**WHAT YOU NEED TO DO**
Your task is to reproduce the entries below word for word.

**DATASET EXCERPTS**

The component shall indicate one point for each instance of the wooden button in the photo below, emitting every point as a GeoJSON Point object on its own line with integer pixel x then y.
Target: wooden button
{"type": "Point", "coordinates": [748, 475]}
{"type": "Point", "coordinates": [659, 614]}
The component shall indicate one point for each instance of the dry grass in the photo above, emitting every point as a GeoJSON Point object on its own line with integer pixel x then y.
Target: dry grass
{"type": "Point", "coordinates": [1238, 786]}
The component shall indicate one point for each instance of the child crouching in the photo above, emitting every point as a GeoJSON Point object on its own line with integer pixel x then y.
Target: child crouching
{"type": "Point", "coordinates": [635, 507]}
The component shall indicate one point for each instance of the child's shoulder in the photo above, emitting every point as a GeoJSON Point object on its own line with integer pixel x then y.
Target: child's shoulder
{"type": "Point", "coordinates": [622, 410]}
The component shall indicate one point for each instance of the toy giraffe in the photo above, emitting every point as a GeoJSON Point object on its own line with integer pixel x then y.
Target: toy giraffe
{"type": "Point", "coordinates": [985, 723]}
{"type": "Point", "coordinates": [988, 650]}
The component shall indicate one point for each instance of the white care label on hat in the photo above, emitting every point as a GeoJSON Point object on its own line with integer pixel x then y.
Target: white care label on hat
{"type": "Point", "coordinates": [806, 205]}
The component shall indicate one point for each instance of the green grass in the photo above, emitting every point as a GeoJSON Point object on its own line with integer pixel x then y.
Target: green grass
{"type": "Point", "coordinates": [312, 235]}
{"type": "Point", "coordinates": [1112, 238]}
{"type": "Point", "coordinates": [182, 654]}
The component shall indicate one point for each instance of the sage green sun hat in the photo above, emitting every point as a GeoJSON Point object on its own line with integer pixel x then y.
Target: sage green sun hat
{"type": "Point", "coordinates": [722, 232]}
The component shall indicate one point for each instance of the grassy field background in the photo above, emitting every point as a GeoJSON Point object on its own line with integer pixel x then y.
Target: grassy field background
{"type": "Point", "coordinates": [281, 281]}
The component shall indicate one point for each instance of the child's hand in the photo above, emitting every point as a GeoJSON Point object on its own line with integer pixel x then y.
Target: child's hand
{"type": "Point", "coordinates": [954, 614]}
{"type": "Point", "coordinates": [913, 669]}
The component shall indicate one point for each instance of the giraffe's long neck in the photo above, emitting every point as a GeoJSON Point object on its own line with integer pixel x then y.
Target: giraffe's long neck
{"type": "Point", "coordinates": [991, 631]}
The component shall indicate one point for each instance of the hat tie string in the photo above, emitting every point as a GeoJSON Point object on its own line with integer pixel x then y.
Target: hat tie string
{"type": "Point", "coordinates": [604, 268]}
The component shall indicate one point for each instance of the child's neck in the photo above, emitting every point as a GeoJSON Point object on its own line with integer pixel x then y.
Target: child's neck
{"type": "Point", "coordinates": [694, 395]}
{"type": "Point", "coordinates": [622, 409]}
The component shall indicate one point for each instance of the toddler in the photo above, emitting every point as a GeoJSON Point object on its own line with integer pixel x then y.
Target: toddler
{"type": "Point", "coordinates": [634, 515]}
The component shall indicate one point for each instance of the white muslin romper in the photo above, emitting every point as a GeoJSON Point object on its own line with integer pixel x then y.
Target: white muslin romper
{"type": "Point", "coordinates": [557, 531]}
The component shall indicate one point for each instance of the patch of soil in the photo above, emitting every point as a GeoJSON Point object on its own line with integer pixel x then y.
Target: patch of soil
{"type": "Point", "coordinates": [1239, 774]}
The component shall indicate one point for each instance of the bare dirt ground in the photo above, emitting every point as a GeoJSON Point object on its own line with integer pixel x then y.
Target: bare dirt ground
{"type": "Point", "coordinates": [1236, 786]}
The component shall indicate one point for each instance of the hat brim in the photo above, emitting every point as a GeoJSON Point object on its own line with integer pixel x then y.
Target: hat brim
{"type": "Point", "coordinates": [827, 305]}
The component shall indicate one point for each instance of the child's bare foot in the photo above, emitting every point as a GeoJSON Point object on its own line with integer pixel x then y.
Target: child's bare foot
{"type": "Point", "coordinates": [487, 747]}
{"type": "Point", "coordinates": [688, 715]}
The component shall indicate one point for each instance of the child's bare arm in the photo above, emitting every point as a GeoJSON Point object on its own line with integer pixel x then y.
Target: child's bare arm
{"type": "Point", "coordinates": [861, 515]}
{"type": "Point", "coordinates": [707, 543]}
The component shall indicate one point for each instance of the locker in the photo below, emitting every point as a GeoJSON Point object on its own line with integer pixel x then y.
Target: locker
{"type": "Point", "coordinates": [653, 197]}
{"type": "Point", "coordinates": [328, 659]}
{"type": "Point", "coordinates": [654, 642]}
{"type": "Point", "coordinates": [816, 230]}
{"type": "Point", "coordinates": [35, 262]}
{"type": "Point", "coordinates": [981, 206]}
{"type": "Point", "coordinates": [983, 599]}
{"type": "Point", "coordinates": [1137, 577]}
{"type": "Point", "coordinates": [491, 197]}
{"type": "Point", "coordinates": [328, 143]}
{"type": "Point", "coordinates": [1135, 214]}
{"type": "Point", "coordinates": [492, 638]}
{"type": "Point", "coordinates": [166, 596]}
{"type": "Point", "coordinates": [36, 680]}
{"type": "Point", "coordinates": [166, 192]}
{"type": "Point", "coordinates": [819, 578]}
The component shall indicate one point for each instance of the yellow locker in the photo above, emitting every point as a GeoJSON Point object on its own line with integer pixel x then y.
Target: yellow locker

**THE OUTPUT**
The component shall indicate one point for each instance of the wooden button in the photo below, emitting every point as a GeoJSON Point object on its own line with integer pixel x then y.
Target: wooden button
{"type": "Point", "coordinates": [748, 475]}
{"type": "Point", "coordinates": [659, 614]}
The component shall indicate one point for each instance of the dry grass in the photo above, emitting every point as a GeoJSON Point object on its own line with integer pixel x then y.
Target: dry grass
{"type": "Point", "coordinates": [1238, 786]}
The component shall indicate one point for each instance of the child crouching in the photo above, emitting every point as a GeoJSON Point object on its own line with integer pixel x then y.
Target: child crouching
{"type": "Point", "coordinates": [635, 507]}
The component shall indicate one point for each instance of the child's shoulder in the photo above, emitting every point as a GeoJSON Point object on its own line with integer pixel x then y.
Target: child's shoulder
{"type": "Point", "coordinates": [622, 410]}
The component shall indicate one point for each instance of the toy giraffe in the photo above, emitting every point as a GeoJSON Point object on its own line with integer pixel x then y.
Target: toy giraffe
{"type": "Point", "coordinates": [985, 723]}
{"type": "Point", "coordinates": [988, 650]}
The component shall indicate one point for each instance of the white care label on hat in the photo above, emitting every point as a GeoJSON Point object on its own line with integer pixel x then y.
Target: white care label on hat
{"type": "Point", "coordinates": [806, 205]}
The component shall indicate one point for each instance of the green grass in the photo above, emitting every point as a GeoJSON Point object on its own line with integer pixel x then y.
Target: green grass
{"type": "Point", "coordinates": [312, 235]}
{"type": "Point", "coordinates": [1112, 238]}
{"type": "Point", "coordinates": [182, 654]}
The component shall indicate one point for each instance of the sage green sun hat in the photo above, emitting every point as a GeoJSON Point object on its own line with integer pixel x then y.
Target: sage green sun hat
{"type": "Point", "coordinates": [722, 232]}
The component shall indicate one point for each instance of the grassy field background in the photo above, emitting every point as a GeoJSON Point object on its own line with integer pixel x then y.
Target: grassy field background
{"type": "Point", "coordinates": [281, 281]}
The component shall indicate one point for each instance of the child's hand in the photo above, emitting every point as a GeoJSON Point object on its own line with integer pixel x then y.
Target: child's hand
{"type": "Point", "coordinates": [954, 614]}
{"type": "Point", "coordinates": [913, 669]}
The component shall indicate one point for each instance of the giraffe's long neck in the photo above, emitting every point as a GeoJSON Point object on its own line with integer pixel x then y.
Target: giraffe's long neck
{"type": "Point", "coordinates": [991, 631]}
The component shall indicate one point for each instance of the hat tie string in the photo above, emitting every point as a GeoJSON Point object on its own line with integer pixel x then y.
Target: hat tie string
{"type": "Point", "coordinates": [604, 268]}
The component shall indicate one point for each instance of the child's neck in the photo above, emitting every point as a GeoJSON Point object on its own line with integer pixel x then y.
Target: child's neck
{"type": "Point", "coordinates": [694, 395]}
{"type": "Point", "coordinates": [622, 409]}
The component shall indicate one point for each instance of the toddler in the photo above, emitting every point as a GeoJSON Point object on its own line with integer pixel x then y.
Target: toddler
{"type": "Point", "coordinates": [634, 515]}
The component shall indicate one point for each instance of the white muslin romper in the photo above, emitting every point as a GeoJSON Point object on its own line with integer pixel x then y.
Target: white muslin romper
{"type": "Point", "coordinates": [557, 531]}
The component shall indicate one point for each instance of the patch of soil in the photo above, emitting every point as a GeoJSON Point object on its own line with integer pixel x then y.
Target: patch of soil
{"type": "Point", "coordinates": [1239, 774]}
The component shall indicate one point for each instance of the bare dirt ground in the photo above, emitting every point as a GeoJSON Point object on its own line with integer pixel x then y.
Target: bare dirt ground
{"type": "Point", "coordinates": [1236, 786]}
The component shall indicate one point for each instance of the hat brim in the photo above, emitting every point as a GeoJSON Point object on its own line with integer pixel x then y.
Target: hat brim
{"type": "Point", "coordinates": [827, 305]}
The component shall indicate one point for each instance of the child's bare foot in the photo above, emitting every point as a GeoJSON Point object on its own line with integer pixel x then y.
Target: child's bare foot
{"type": "Point", "coordinates": [487, 747]}
{"type": "Point", "coordinates": [688, 715]}
The component shall indicate one point for each instance of the child's bare arm in the photo above, emitting every point as a GeoJSON Point object on its own line with integer pixel x then y.
Target: child's bare arm
{"type": "Point", "coordinates": [861, 515]}
{"type": "Point", "coordinates": [707, 543]}
The component shall indicate one point for each instance of the locker in the photo below, emitting every point as a GeoJSON Point object on its own line with integer pixel x then y.
Target: locker
{"type": "Point", "coordinates": [653, 197]}
{"type": "Point", "coordinates": [328, 659]}
{"type": "Point", "coordinates": [654, 642]}
{"type": "Point", "coordinates": [816, 230]}
{"type": "Point", "coordinates": [35, 262]}
{"type": "Point", "coordinates": [981, 206]}
{"type": "Point", "coordinates": [983, 599]}
{"type": "Point", "coordinates": [1137, 577]}
{"type": "Point", "coordinates": [491, 197]}
{"type": "Point", "coordinates": [328, 143]}
{"type": "Point", "coordinates": [1135, 214]}
{"type": "Point", "coordinates": [492, 638]}
{"type": "Point", "coordinates": [166, 596]}
{"type": "Point", "coordinates": [36, 680]}
{"type": "Point", "coordinates": [166, 192]}
{"type": "Point", "coordinates": [819, 578]}
The component shall indicate one point for each instance of the yellow locker in the photo above, emitting every point as a GeoJSON Point object on its own line with integer pixel x then y.
Target: yellow locker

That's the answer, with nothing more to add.